→ What you have to do:
Below are records; output all of them exactly.

→ Data excerpts:
_ _ _ _ _ _ _

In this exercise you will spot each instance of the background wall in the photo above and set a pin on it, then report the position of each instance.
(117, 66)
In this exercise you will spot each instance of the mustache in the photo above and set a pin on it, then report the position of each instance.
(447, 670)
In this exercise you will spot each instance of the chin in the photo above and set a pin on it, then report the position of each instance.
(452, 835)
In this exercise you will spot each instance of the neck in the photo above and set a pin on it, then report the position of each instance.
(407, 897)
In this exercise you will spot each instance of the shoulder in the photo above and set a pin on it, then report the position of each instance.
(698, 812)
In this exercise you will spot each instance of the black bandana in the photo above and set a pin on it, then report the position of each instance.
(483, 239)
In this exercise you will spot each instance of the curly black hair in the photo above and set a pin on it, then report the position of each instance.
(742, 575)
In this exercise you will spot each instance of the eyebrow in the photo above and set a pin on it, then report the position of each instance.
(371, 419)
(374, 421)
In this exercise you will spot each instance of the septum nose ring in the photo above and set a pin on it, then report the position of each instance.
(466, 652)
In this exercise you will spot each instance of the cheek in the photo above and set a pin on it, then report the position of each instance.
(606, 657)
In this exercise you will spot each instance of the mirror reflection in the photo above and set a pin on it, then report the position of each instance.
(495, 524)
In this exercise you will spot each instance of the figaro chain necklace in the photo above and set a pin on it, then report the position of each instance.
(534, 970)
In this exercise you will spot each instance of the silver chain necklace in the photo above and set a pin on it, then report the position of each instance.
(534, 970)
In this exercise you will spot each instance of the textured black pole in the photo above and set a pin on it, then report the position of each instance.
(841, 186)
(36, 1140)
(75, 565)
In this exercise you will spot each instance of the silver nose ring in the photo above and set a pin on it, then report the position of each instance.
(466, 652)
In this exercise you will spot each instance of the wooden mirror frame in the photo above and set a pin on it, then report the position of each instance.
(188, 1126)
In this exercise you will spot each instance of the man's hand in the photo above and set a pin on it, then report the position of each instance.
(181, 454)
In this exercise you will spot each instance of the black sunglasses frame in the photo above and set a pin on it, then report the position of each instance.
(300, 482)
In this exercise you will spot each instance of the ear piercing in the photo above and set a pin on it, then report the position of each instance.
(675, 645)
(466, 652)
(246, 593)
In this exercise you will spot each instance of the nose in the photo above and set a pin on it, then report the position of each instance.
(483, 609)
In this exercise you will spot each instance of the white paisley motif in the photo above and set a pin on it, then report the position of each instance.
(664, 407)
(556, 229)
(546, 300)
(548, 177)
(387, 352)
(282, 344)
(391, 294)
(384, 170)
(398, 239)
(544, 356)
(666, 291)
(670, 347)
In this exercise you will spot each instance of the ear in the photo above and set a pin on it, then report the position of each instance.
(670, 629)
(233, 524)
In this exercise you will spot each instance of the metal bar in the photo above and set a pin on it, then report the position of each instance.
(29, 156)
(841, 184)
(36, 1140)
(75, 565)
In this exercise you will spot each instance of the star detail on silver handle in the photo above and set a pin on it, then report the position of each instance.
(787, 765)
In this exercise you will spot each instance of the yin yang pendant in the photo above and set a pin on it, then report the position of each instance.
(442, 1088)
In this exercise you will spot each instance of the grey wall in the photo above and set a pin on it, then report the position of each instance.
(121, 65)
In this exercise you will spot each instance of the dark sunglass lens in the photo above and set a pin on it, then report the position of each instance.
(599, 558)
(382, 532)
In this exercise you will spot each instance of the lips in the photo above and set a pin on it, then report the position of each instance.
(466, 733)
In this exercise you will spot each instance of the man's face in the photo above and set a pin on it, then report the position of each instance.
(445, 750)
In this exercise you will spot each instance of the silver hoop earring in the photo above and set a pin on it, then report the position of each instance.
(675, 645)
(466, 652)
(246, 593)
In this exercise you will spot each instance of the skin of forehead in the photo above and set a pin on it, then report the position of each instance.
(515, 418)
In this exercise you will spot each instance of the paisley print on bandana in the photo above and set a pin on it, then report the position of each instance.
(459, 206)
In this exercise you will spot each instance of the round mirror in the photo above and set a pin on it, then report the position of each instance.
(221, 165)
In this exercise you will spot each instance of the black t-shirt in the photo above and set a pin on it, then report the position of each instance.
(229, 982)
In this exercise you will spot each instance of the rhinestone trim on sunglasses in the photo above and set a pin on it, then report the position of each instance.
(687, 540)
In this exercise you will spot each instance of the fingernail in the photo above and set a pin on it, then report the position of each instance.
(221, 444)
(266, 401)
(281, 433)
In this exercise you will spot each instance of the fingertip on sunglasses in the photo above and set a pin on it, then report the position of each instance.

_ _ _ _ _ _ _

→ Reply to the task:
In this exercise you will spot each instance of the background wall in the photo above and set a pin on it, then report the position of each instance.
(117, 66)
In this exercise you will spot each instance of the mustache in the photo above and set a pin on it, then report the position of each instance.
(447, 670)
In this exercise you will spot each instance of the chin in the photo above and set a pin on it, then report the position of each instance.
(452, 835)
In this exercise you will spot each instance of the neck in the photo above and set a pin on it, then report the position of each instance.
(407, 897)
In this exercise you will spot each instance of the shoulder in the photo above and set a pin on it, then report the position of each instance.
(698, 812)
In this exercise you will spot each instance of the black bandana in the photo above and set a pin on it, then report the position of each instance.
(483, 239)
In this exercise you will spot each instance of the curly black hair in the photo above and set a pin on it, then report the position of each instance.
(742, 575)
In this exercise you will spot each instance of the eyebrow in the photo above and set a pin on it, then report the position of each instance.
(371, 419)
(374, 421)
In this exercise you will spot each instance of the septum nose ring in the photo above and set a pin on it, then report the position of each instance.
(466, 652)
In this exercise you will spot each instance of the cheek in the photo above and set a pin on it, then report the position of each instance.
(606, 657)
In this exercise you will spot each instance of the mirror reflection in the photo above and set a pin on it, then report the position of each instance.
(495, 524)
In this exercise you will spot each instance of the figaro chain necklace in the photo above and set a pin on it, then report the position of each instance.
(534, 970)
In this exercise you will spot each instance of the silver chain necklace in the photo above and set a pin on it, then report the position of each instance.
(534, 970)
In this exercise you will spot each instance of the textured black pole in the photo above and set a pin on it, then report the position of each instance.
(841, 186)
(36, 1140)
(75, 565)
In this exercise you will spot each instance of the silver nose ring in the photo above and set a pin on it, then report the position of each instance.
(466, 652)
In this exercise you will spot each instance of the wooden mirror frame in the photo above and set a pin on it, then report the position of each instance.
(188, 1126)
In this exercise you will spot each instance of the man's hand in the photo above and set a pin on it, then report the position of each instance.
(181, 454)
In this exercise you will spot each instance of the black sunglasses frame in the photo above and set a pin on it, then report the position of each instance.
(300, 482)
In this exercise you will spot each instance of the ear piercing in the photo above and set a pin on it, then report the position of each instance.
(675, 645)
(466, 652)
(246, 593)
In this exercise you will spot each instance of the nose in the photo above and set a pin on it, then report the position of each instance.
(483, 609)
In this exercise you will spot each instance of the white paisley motif in the photo above and set a pin on it, then report the position of each instance.
(664, 407)
(556, 229)
(546, 300)
(548, 177)
(387, 352)
(282, 344)
(391, 294)
(384, 170)
(398, 239)
(544, 356)
(666, 291)
(670, 347)
In this exercise you will spot each instance of the ear in the photo above and set a pin on it, then report the position of each instance.
(670, 629)
(233, 524)
In this exercise you will spot each instance of the metal bar in the photo above and set a pin on it, then report the position of each instance.
(29, 156)
(841, 184)
(36, 1140)
(75, 565)
In this exercise you will spot each instance of the star detail on silver handle in the photo above and set a pin on it, then report the position of each instance.
(787, 765)
In this exercise you will spot each instance of the yin yang pendant in the photo above and set a pin on it, then report the position of each instance.
(442, 1088)
In this exercise you will spot each instance of the grey wall in the photo above and set a pin on it, then report the position of each instance.
(121, 65)
In this exercise you will spot each instance of the dark sunglass lens in the photo above and set a pin on it, then report the position of each instance.
(599, 558)
(382, 532)
In this exercise you will spot each instance of the lips in the photo above and set a pin on it, then report the position of each instance.
(466, 733)
In this exercise you will spot each instance of the man's face in the photo above and set a pin on it, then report the position of each instance.
(445, 750)
In this exercise you will spot each instance of the silver hoop earring in the photo above and set a pin on it, then report the position of each instance.
(675, 645)
(466, 652)
(246, 593)
In this exercise you will spot each instance of the skin of forehead in the photo above and set a pin on it, then report the position of each instance.
(515, 418)
In this exercise you will spot each instance of the paisley print on bandana in the photo above and set a pin on it, then report the position of each instance.
(459, 206)
In this exercise you will spot each instance of the round mirror in the photo above and set a pin on it, then report the position of each instance.
(221, 165)
In this exercise you will spot each instance of the black t-shirt in the photo above and set a pin on it, then report the position of each instance.
(229, 982)
In this exercise you will spot each instance of the rhinestone trim on sunglasses in the photo above and set a pin on it, then report the position of each instance.
(687, 540)
In this exercise you will spot each instance of the fingernail in the photo above and set a pin on it, then report the position of each instance.
(221, 444)
(266, 401)
(281, 433)
In this exercise you will spot each instance of the fingertip on sunglasses in the photo above and set a pin on it, then report the position of each instance.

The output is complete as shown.